### Problem description
Repeat every line of the listing below exactly, minus the pictures.

### Given entries
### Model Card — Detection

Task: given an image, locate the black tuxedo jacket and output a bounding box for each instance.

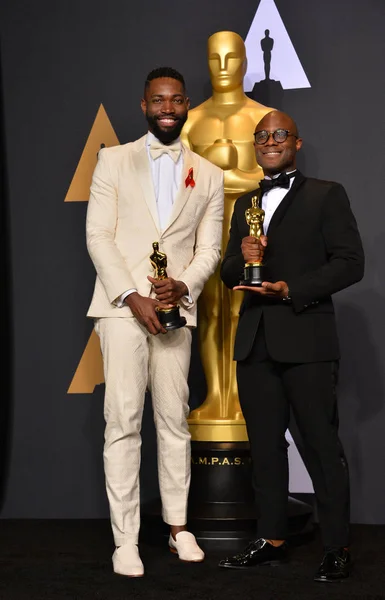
[220,171,365,362]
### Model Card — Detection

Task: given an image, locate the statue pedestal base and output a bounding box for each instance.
[141,441,314,552]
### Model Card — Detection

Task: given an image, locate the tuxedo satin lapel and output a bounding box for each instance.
[131,141,161,233]
[162,147,200,234]
[265,171,306,236]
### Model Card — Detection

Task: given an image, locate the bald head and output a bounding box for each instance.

### Exercise output
### Model Card — Detection

Task: given an image, locate the black tuxedo jacket and output a bounding box for each instance.

[220,171,365,362]
### Model Card — Detection

Task: given an image, locate the statue pedestal base and output a bounding box for each instance.
[141,441,314,552]
### Model Card — Detection

Task: given an image, locate the tuxedo satin lapel and output a bounding box for each instance.
[131,141,161,233]
[162,147,200,234]
[265,171,306,236]
### Model Card — Detection

Task: given an image, locate the bald head and output a bounding box for each instance.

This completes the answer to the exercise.